[BEGIN]
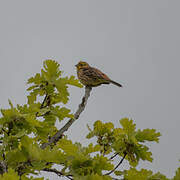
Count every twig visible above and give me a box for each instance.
[41,86,92,149]
[105,153,127,175]
[40,94,48,109]
[42,168,72,180]
[109,153,119,160]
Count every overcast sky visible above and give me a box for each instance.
[0,0,180,179]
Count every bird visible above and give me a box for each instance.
[75,61,122,87]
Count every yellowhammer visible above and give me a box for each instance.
[76,61,122,87]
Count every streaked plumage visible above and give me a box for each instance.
[76,61,122,87]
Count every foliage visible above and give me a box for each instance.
[0,60,180,180]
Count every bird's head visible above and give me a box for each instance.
[75,61,89,70]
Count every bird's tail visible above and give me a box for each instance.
[110,80,122,87]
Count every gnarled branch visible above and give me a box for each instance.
[42,168,72,180]
[105,153,127,175]
[41,86,92,149]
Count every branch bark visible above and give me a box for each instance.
[105,153,127,175]
[42,168,72,180]
[41,86,92,149]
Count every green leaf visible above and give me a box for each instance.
[136,129,161,142]
[51,106,74,121]
[120,118,136,138]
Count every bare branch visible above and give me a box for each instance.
[105,153,127,175]
[0,161,7,174]
[42,168,72,180]
[109,153,119,160]
[41,86,92,149]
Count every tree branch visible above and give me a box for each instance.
[41,86,92,149]
[105,153,127,175]
[42,168,72,180]
[109,153,119,160]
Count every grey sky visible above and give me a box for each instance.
[0,0,180,177]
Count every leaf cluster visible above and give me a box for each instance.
[0,60,180,180]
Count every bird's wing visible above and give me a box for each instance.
[92,68,110,81]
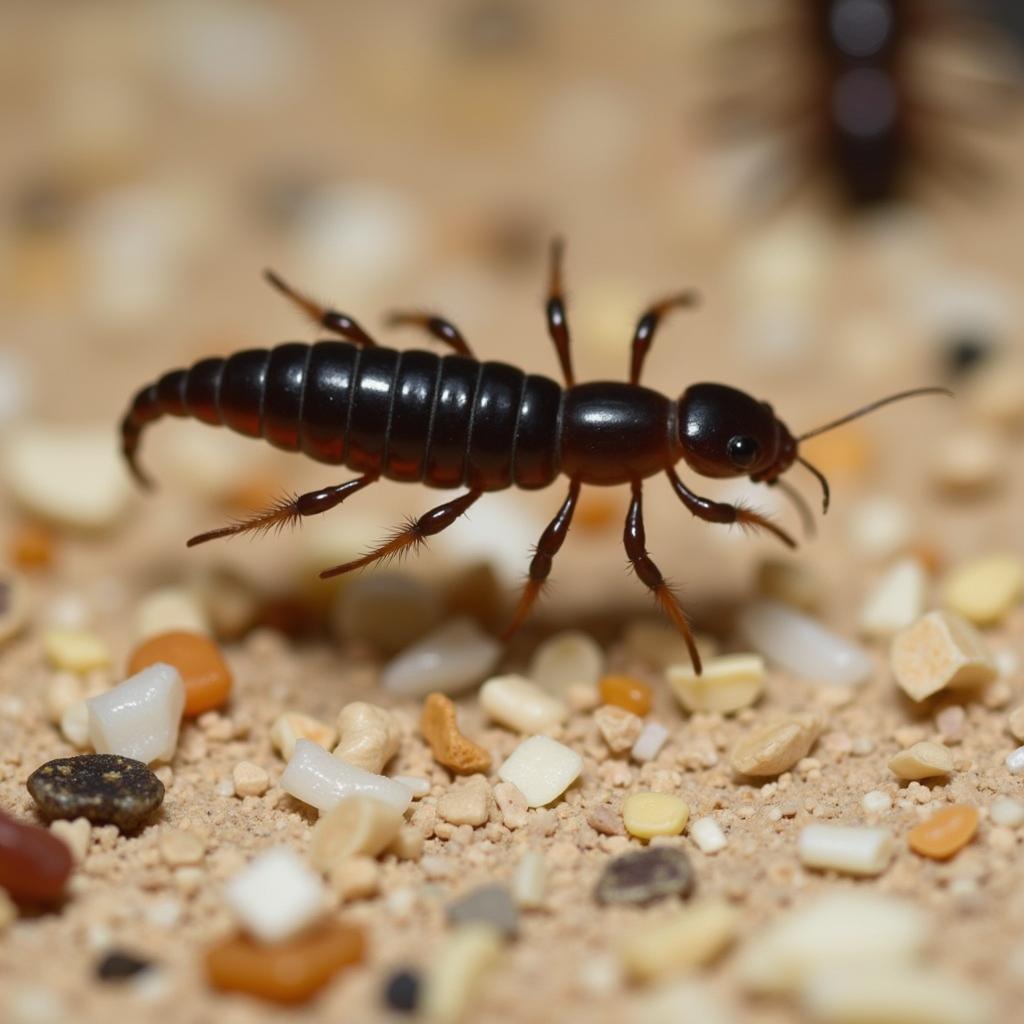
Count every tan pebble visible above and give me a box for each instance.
[43,628,111,674]
[587,804,626,836]
[935,705,967,743]
[423,924,502,1024]
[437,777,492,828]
[594,705,643,754]
[730,714,821,776]
[50,818,92,864]
[618,899,740,982]
[889,611,996,700]
[334,700,401,775]
[1007,705,1024,743]
[666,654,765,715]
[907,804,978,860]
[231,761,270,797]
[386,825,426,860]
[270,711,338,761]
[932,430,1004,497]
[158,828,206,867]
[327,857,381,903]
[623,793,690,839]
[309,796,403,873]
[512,850,548,910]
[420,693,490,775]
[527,631,604,694]
[942,555,1024,627]
[43,672,85,725]
[494,782,529,830]
[889,740,953,781]
[478,676,569,735]
[60,700,89,751]
[761,558,823,610]
[135,587,210,643]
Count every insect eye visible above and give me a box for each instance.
[726,434,761,469]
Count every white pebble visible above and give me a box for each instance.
[630,722,669,764]
[988,797,1024,828]
[224,847,330,942]
[803,965,993,1024]
[281,739,413,814]
[4,427,132,529]
[86,662,185,764]
[480,676,569,735]
[859,558,928,637]
[847,497,913,562]
[738,601,874,686]
[135,587,210,641]
[860,790,893,814]
[689,818,727,854]
[512,850,548,909]
[797,825,895,876]
[528,631,604,693]
[498,736,583,807]
[381,618,502,697]
[1007,746,1024,775]
[736,887,932,994]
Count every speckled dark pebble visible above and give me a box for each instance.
[384,971,420,1014]
[447,885,519,939]
[29,754,164,831]
[96,949,153,981]
[594,846,695,905]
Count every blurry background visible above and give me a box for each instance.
[0,0,1024,634]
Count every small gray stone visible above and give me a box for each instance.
[594,846,695,905]
[28,754,164,833]
[447,885,519,939]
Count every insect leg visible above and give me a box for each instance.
[630,291,697,384]
[502,480,580,640]
[321,490,483,580]
[263,270,377,347]
[546,239,575,387]
[387,311,475,358]
[666,469,797,548]
[188,473,378,548]
[623,480,702,676]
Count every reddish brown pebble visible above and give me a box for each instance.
[600,676,651,717]
[128,631,231,718]
[10,522,54,569]
[206,923,366,1004]
[0,811,73,903]
[907,804,978,860]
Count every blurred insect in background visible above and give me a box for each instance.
[121,241,948,673]
[708,0,1020,211]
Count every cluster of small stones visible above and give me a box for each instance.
[0,532,1024,1021]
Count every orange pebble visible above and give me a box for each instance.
[206,923,366,1004]
[907,804,978,860]
[420,693,490,775]
[600,676,652,717]
[128,631,231,718]
[10,522,54,569]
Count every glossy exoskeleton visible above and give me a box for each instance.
[121,242,935,671]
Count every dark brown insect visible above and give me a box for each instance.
[711,0,1018,209]
[121,241,941,672]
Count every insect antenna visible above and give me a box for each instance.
[797,387,953,442]
[797,455,831,515]
[772,477,817,538]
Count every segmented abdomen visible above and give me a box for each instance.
[122,341,562,490]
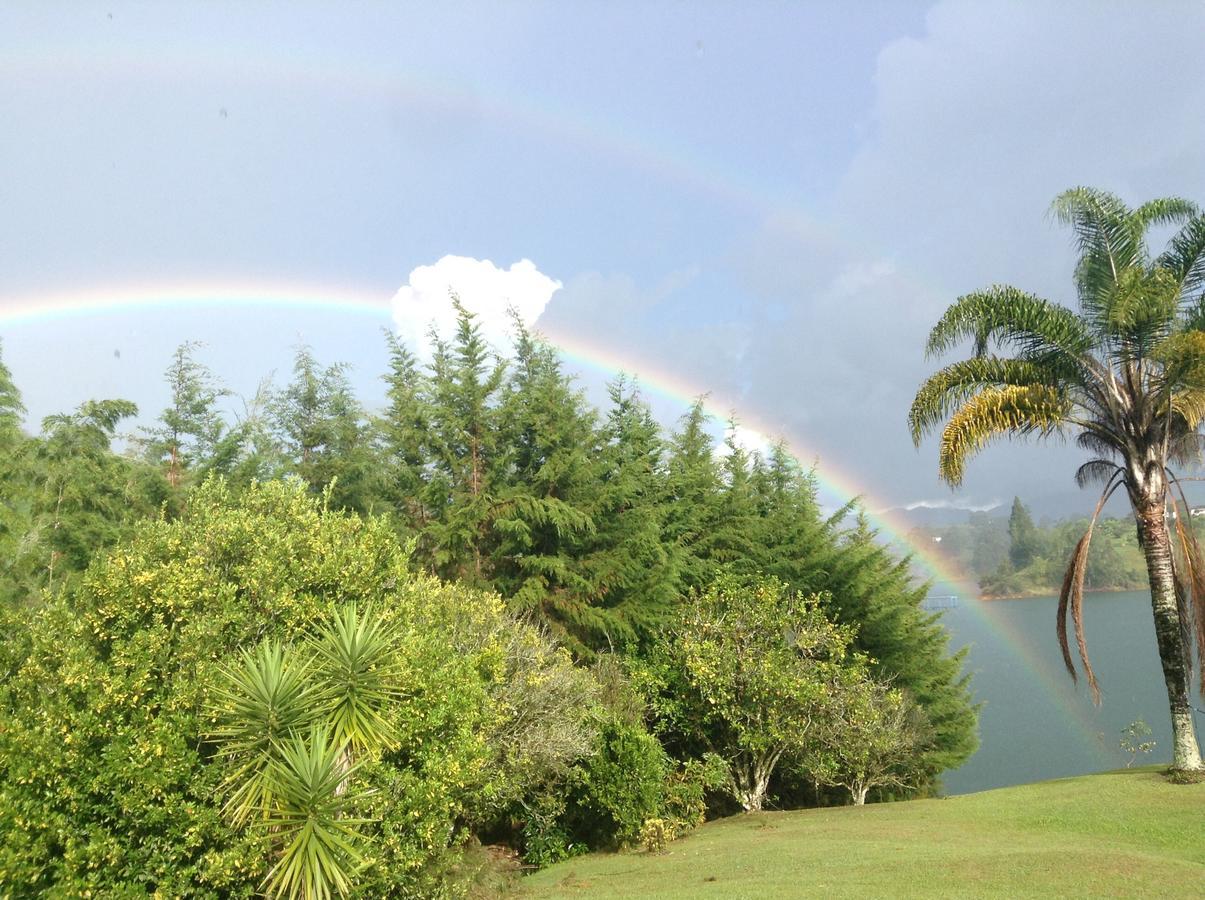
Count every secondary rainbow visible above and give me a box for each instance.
[0,283,1107,764]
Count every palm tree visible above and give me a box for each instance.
[909,188,1205,770]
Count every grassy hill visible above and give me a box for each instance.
[521,767,1205,900]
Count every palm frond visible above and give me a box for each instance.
[1156,216,1205,300]
[1051,187,1145,319]
[210,640,313,824]
[1075,459,1121,488]
[264,728,368,900]
[937,384,1070,487]
[1054,470,1124,706]
[925,284,1093,364]
[310,604,405,754]
[909,357,1059,445]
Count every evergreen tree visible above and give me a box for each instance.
[1009,496,1042,569]
[0,349,33,606]
[418,296,506,586]
[665,398,722,590]
[22,400,169,589]
[813,512,978,789]
[376,331,430,534]
[584,377,682,640]
[490,317,600,653]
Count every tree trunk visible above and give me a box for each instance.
[1134,492,1201,769]
[733,758,777,812]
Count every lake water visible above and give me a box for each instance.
[931,584,1205,794]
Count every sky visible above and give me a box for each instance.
[0,0,1205,514]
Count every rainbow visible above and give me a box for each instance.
[0,283,1109,765]
[0,40,1095,746]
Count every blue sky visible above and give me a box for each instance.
[0,2,1205,520]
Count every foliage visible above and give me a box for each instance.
[142,341,230,488]
[810,680,928,806]
[909,187,1205,769]
[1117,719,1154,769]
[0,481,594,896]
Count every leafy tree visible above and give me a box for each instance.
[1009,496,1042,569]
[910,188,1205,770]
[810,678,925,806]
[0,481,596,898]
[641,573,863,812]
[813,516,978,789]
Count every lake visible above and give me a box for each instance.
[931,584,1205,794]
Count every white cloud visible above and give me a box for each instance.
[392,254,562,359]
[716,423,772,457]
[884,499,1003,512]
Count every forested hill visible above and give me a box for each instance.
[910,498,1176,599]
[0,310,977,896]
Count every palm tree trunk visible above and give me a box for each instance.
[1134,496,1201,769]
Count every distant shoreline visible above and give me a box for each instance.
[978,584,1150,602]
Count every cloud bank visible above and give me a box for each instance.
[392,254,562,359]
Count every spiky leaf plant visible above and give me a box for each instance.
[265,725,368,900]
[211,640,315,824]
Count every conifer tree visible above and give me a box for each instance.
[0,344,33,605]
[809,513,978,787]
[27,400,169,589]
[419,296,506,586]
[1009,496,1042,569]
[376,331,430,534]
[584,376,682,641]
[665,398,721,590]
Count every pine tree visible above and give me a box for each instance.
[665,398,722,590]
[0,344,33,605]
[584,377,682,642]
[809,512,978,787]
[418,296,506,587]
[375,331,430,534]
[143,341,230,488]
[23,400,169,589]
[1009,496,1042,569]
[490,317,600,653]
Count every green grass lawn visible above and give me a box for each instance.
[519,769,1205,900]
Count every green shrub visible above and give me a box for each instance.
[0,481,596,898]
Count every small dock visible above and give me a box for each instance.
[921,594,958,610]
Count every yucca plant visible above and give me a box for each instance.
[308,604,404,760]
[211,604,402,900]
[265,725,369,900]
[909,187,1205,770]
[211,640,316,825]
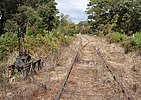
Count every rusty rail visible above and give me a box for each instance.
[93,46,137,100]
[53,37,89,100]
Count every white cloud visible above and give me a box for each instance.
[56,0,88,23]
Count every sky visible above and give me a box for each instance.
[56,0,88,23]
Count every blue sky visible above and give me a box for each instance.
[56,0,88,23]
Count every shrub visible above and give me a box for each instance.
[110,33,127,42]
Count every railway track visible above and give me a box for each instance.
[54,37,137,100]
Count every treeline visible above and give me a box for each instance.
[86,0,141,54]
[0,0,78,59]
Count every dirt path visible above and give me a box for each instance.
[55,35,141,100]
[1,35,141,100]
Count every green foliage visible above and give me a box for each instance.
[86,0,141,35]
[0,32,18,59]
[110,33,127,42]
[133,32,141,47]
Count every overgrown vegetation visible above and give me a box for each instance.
[0,0,78,60]
[86,0,141,53]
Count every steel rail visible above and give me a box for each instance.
[93,45,137,100]
[53,37,89,100]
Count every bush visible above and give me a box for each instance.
[0,32,18,59]
[110,33,127,42]
[133,32,141,48]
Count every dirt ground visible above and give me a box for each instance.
[0,35,141,100]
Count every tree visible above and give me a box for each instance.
[38,0,58,31]
[86,0,141,34]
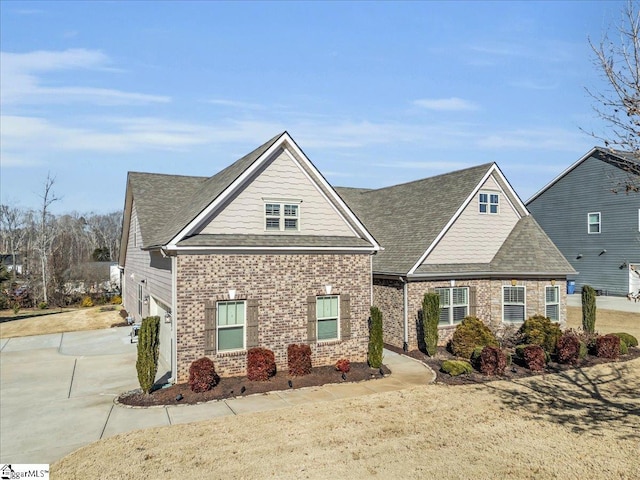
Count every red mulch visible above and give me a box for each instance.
[118,363,391,407]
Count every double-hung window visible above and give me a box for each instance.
[316,295,340,341]
[216,301,246,352]
[587,212,600,233]
[436,287,469,325]
[502,287,526,322]
[544,286,560,322]
[478,193,500,214]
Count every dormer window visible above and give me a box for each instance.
[264,202,300,232]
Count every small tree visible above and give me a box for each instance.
[367,307,383,368]
[422,293,440,357]
[582,285,596,333]
[136,317,160,394]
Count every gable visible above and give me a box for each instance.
[198,147,357,237]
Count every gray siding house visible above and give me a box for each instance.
[527,147,640,296]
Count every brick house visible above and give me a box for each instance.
[336,163,575,350]
[119,132,381,382]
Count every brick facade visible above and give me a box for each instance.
[175,254,371,383]
[373,278,567,350]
[END]
** EXERCISE GOAL **
Write out the rows again, starting at the very first one and stopping after the line that contains "[75,61,122,87]". Omit the pictures.

** THE RESULT **
Count every twig visible above and give me a box for each instance.
[41,86,92,149]
[105,153,127,175]
[40,94,48,109]
[42,168,72,180]
[109,153,119,160]
Count every overcast sky visible above and give me a box for each instance.
[0,0,180,179]
Count every bird visible above and give me a box for each instance.
[75,61,122,87]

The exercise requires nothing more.